Dataset records:
►
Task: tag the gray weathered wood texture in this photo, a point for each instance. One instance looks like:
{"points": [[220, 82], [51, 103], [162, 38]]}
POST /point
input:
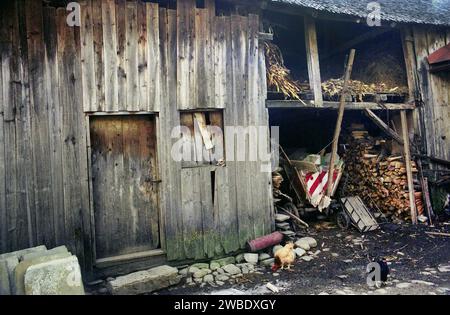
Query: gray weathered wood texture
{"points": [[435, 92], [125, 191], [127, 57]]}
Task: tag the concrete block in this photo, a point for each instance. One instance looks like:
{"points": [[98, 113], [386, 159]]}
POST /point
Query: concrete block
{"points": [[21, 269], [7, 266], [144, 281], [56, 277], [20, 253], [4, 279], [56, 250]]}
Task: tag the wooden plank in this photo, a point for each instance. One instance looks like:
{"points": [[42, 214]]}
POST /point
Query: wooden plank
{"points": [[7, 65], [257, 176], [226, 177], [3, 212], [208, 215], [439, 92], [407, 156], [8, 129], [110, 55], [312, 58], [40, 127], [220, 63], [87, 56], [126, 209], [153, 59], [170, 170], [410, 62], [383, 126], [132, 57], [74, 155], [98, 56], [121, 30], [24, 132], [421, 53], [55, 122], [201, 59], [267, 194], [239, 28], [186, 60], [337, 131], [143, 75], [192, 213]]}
◄
►
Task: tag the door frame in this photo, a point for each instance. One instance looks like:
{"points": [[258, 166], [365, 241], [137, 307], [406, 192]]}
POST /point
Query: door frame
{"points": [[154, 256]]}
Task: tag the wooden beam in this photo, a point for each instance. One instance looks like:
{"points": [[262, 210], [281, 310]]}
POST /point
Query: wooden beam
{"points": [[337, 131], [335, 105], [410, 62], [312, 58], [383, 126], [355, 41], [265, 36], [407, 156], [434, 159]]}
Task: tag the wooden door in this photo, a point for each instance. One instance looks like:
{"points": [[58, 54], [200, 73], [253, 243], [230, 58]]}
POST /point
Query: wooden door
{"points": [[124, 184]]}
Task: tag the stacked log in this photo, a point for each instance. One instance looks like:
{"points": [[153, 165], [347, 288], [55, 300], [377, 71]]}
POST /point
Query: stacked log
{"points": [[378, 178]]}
◄
* _Objective_:
Report each line of the entries above that contains the word "weathered", copying every such line in full.

* _Output below_:
Task: tag the gray weathered wood texture in this photo, a point for each instance. One instance looks like:
Query: gray weathered wood texture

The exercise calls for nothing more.